BEGIN GIVEN DATA

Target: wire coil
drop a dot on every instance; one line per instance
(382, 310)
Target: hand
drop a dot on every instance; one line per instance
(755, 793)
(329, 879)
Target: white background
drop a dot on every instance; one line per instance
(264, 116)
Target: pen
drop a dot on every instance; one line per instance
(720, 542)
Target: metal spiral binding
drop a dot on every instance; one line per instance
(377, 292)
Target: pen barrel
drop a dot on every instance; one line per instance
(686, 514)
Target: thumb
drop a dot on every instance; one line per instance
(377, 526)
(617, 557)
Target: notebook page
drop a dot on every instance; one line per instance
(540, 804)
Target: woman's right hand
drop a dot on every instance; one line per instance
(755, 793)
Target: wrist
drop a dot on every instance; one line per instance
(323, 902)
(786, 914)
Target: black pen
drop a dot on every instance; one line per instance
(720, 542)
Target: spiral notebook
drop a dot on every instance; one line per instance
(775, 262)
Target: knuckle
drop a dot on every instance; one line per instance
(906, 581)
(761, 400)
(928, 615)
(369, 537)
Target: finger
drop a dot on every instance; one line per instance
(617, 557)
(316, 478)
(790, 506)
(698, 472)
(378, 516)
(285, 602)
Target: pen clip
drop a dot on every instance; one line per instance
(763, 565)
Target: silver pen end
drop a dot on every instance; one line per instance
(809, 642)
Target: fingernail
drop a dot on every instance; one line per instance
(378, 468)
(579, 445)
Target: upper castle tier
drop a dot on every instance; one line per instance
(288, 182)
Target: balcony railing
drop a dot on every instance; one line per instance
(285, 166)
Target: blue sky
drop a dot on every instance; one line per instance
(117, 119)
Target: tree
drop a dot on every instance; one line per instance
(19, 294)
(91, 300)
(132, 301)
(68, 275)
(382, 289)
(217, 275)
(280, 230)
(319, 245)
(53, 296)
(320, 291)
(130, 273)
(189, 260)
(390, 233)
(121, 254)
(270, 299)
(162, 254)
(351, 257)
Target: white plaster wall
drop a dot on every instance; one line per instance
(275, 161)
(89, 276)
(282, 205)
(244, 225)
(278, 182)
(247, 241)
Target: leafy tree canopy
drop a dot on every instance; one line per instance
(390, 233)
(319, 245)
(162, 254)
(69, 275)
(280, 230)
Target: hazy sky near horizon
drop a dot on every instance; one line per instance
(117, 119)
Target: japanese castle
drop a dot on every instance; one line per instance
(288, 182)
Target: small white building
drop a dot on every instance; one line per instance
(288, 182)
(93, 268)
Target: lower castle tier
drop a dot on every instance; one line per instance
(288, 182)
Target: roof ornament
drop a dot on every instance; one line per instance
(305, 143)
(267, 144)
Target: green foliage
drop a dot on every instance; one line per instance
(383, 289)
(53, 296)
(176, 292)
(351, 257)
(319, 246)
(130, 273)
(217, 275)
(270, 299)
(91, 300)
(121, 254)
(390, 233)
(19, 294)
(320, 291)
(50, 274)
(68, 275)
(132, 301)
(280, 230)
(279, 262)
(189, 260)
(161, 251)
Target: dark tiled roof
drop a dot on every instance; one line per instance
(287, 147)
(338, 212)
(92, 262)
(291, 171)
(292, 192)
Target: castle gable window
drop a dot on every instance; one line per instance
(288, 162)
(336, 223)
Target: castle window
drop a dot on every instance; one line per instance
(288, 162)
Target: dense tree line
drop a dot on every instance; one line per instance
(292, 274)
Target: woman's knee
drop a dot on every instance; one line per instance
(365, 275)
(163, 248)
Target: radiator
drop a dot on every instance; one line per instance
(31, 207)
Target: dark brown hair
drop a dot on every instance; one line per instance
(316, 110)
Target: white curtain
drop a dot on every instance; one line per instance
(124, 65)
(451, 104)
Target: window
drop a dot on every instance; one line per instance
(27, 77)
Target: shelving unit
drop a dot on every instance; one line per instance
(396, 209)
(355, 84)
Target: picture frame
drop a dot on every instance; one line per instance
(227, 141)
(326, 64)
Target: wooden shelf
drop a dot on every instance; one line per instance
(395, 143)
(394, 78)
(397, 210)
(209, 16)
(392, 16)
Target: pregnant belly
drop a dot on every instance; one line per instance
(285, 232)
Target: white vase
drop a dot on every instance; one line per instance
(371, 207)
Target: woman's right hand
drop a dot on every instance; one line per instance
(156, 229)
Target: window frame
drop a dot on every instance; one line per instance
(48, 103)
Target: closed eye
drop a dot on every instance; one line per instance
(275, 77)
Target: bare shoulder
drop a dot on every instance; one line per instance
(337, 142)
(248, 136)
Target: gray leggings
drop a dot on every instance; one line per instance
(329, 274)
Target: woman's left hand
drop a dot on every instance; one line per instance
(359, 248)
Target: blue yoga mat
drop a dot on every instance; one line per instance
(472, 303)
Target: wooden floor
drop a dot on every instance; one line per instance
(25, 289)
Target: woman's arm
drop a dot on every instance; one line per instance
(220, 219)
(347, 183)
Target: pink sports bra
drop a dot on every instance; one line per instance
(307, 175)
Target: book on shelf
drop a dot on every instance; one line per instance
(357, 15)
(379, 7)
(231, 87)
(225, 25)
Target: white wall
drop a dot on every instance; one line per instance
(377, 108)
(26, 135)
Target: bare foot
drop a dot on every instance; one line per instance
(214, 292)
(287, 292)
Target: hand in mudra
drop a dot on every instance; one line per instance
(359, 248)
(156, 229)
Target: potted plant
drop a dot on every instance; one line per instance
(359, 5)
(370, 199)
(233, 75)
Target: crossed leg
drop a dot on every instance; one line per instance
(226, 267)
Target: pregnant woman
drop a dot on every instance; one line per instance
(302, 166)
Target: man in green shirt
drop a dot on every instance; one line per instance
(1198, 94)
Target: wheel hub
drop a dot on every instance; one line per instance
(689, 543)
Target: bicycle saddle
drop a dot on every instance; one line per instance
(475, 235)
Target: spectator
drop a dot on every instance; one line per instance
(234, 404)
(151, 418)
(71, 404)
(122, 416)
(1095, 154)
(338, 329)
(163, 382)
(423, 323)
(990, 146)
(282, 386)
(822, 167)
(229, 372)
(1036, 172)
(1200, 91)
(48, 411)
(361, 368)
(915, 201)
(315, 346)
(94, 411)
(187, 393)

END GIVEN DATA

> _ASSIGNED TASK_
Write the material out again in its entirety, exactly as shown.

> _YOUR RESPONSE_
Target: wire coil
drop a dot on every instance; one line per instance
(382, 310)
Target: hand
drop a dot on every instance; one line per instance
(755, 793)
(329, 879)
Target: white background
drop a dot on every instance; one line per instance
(264, 116)
Target: pen
drop a dot on every instance; one line per instance
(720, 542)
Target: metal spiral binding
drop a dot on every instance; one line per instance
(377, 292)
Target: pen barrel
drop a dot on every instance; one line per instance
(686, 514)
Target: thumb
drop a dot on every instance; one line per instance
(377, 526)
(617, 557)
Target: notebook page
drop a dot on every instance; one line per instance
(540, 804)
Target: woman's right hand
drop a dot on every instance; one line per instance
(755, 793)
Target: wrist
drop a dot on every instance; one line per instance
(323, 902)
(786, 914)
Target: black pen
drop a dot on every instance; one line per instance
(720, 542)
Target: spiral notebook
drop a dot on every instance; one line per instance
(775, 262)
Target: knuckle
drop a dot on every instance; one line per instance
(906, 581)
(761, 400)
(928, 615)
(369, 537)
Target: finger
drop a dot on every instance; one line per instance
(617, 557)
(316, 478)
(790, 506)
(698, 472)
(378, 516)
(285, 602)
Target: pen clip
drop a dot on every instance; one line per instance
(763, 565)
Target: silver pen end
drop a dot on every instance; one line per instance
(809, 642)
Target: fingernail
drop a dot on every instance; one line per instance
(378, 468)
(579, 445)
Target: upper castle tier
drop a dot on every instance; one line per instance
(288, 182)
Target: balcony railing
drop a dot on every instance; one line per instance
(285, 166)
Target: blue sky
drop a dot on every instance; one line per instance
(117, 119)
Target: tree
drop a dot on every instance; one line per instance
(19, 294)
(91, 300)
(132, 301)
(68, 275)
(382, 289)
(217, 275)
(280, 230)
(319, 245)
(53, 296)
(320, 291)
(130, 273)
(189, 260)
(390, 233)
(121, 254)
(270, 299)
(162, 254)
(351, 257)
Target: white plaster wall
drop a dot on every instance; one line per instance
(275, 161)
(89, 276)
(282, 205)
(244, 225)
(278, 182)
(247, 241)
Target: leafy tree canopy
drop a dot on every instance; one line per instance
(390, 233)
(319, 245)
(162, 254)
(69, 275)
(280, 230)
Target: hazy sky near horizon
drop a dot on every instance; one line per instance
(117, 119)
Target: japanese castle
drop a dot on every instance; one line per instance
(288, 182)
Target: small white building
drop a dot on every instance; one line per instance
(288, 182)
(93, 268)
Target: lower castle tier
drop a dot on every instance; one line per instance
(288, 182)
Target: roof ornament
drop a dot on every instance; one line per instance
(305, 143)
(267, 144)
Target: green foliage
drop a dot on every instance; one line per instance
(383, 289)
(53, 296)
(176, 292)
(351, 257)
(319, 246)
(130, 273)
(217, 275)
(270, 299)
(91, 300)
(121, 254)
(390, 233)
(19, 294)
(320, 291)
(50, 274)
(68, 275)
(132, 301)
(280, 230)
(279, 262)
(189, 260)
(161, 251)
Target: dark tiled roof
drop a dot on every instance; one line per instance
(287, 147)
(338, 212)
(92, 262)
(291, 171)
(292, 192)
Target: castle gable window
drop a dot on every instance; one line per instance
(288, 162)
(336, 223)
Target: castle window
drop a dot on every instance; one line per instance
(288, 162)
Target: dense tree line
drop a dot on every instance; one line per instance
(292, 274)
Target: woman's knee
drop a dot on every instance; one line per instance
(365, 275)
(163, 248)
Target: radiator
drop a dot on every instance; one line per instance
(31, 207)
Target: dark brown hair
drop a dot on every instance; one line per instance
(316, 110)
Target: white curtain
drop a dot on every instance; one line per instance
(124, 65)
(451, 104)
Target: window
drop a dot on every instance; one line per instance
(27, 77)
Target: shelving unit
drop a dot on every instance; one line per instance
(396, 209)
(355, 84)
Target: picture frame
drop a dot on every instance; one line per instance
(227, 141)
(326, 64)
Target: wooden shelf
drop a dot on every instance; one line per instance
(395, 143)
(394, 78)
(397, 210)
(209, 16)
(392, 16)
Target: pregnant belly
drop a dot on every instance; one line per instance
(285, 232)
Target: white vase
drop a dot on every instance; one line per instance
(371, 207)
Target: woman's right hand
drop a dot on every instance; one line per instance
(156, 229)
Target: window frame
drop a dot on every instance; one line per instance
(48, 103)
Target: closed eye
drop a dot on every instance; one line per instance
(275, 77)
Target: bare shoulder
drop a dot on every instance; one line per instance
(337, 142)
(248, 136)
Target: gray leggings
drop a dot on every instance; one line per instance
(329, 274)
Target: woman's left hand
drop a dot on every instance; one line per instance
(359, 248)
Target: blue yoga mat
drop a dot on every instance; one line per instance
(472, 303)
Target: wooden floor
drop a dot on every instance; one line per instance
(25, 289)
Target: woman's arm
drop a dot on every instance; one line per instance
(220, 219)
(347, 183)
Target: pink sports bra
drop a dot on every instance; one line per instance
(307, 175)
Target: book on shelf
drop a dot on every instance; one line per instance
(357, 15)
(379, 7)
(231, 87)
(225, 25)
Target: white wall
drop a dot on every instance; one line per instance
(377, 108)
(26, 135)
Target: bare foot
drop a dot on every instance; one line per instance
(214, 292)
(287, 292)
Target: hand in mudra
drop a dot on every instance; one line per instance
(359, 248)
(156, 229)
Target: potted plant
drop a dot on every instance; one line per instance
(359, 5)
(370, 199)
(233, 75)
Target: crossed leg
drop a dot on every instance; one line per instance
(226, 267)
Target: pregnant woman
drop a dot on every instance; one line per instance
(302, 166)
Target: man in green shirt
drop a dot on every instance; one line per instance
(1198, 94)
Target: wheel hub
drop a dot on every instance; one line per instance
(689, 543)
Target: bicycle saddle
drop a dot on every instance; one line per instance
(475, 235)
Target: spectator
drop a dot on every instance; one line per instance
(234, 404)
(151, 418)
(71, 404)
(122, 416)
(1095, 154)
(338, 329)
(163, 382)
(423, 323)
(990, 146)
(282, 386)
(822, 167)
(229, 372)
(1036, 172)
(1200, 91)
(48, 411)
(361, 368)
(915, 201)
(315, 346)
(94, 411)
(187, 393)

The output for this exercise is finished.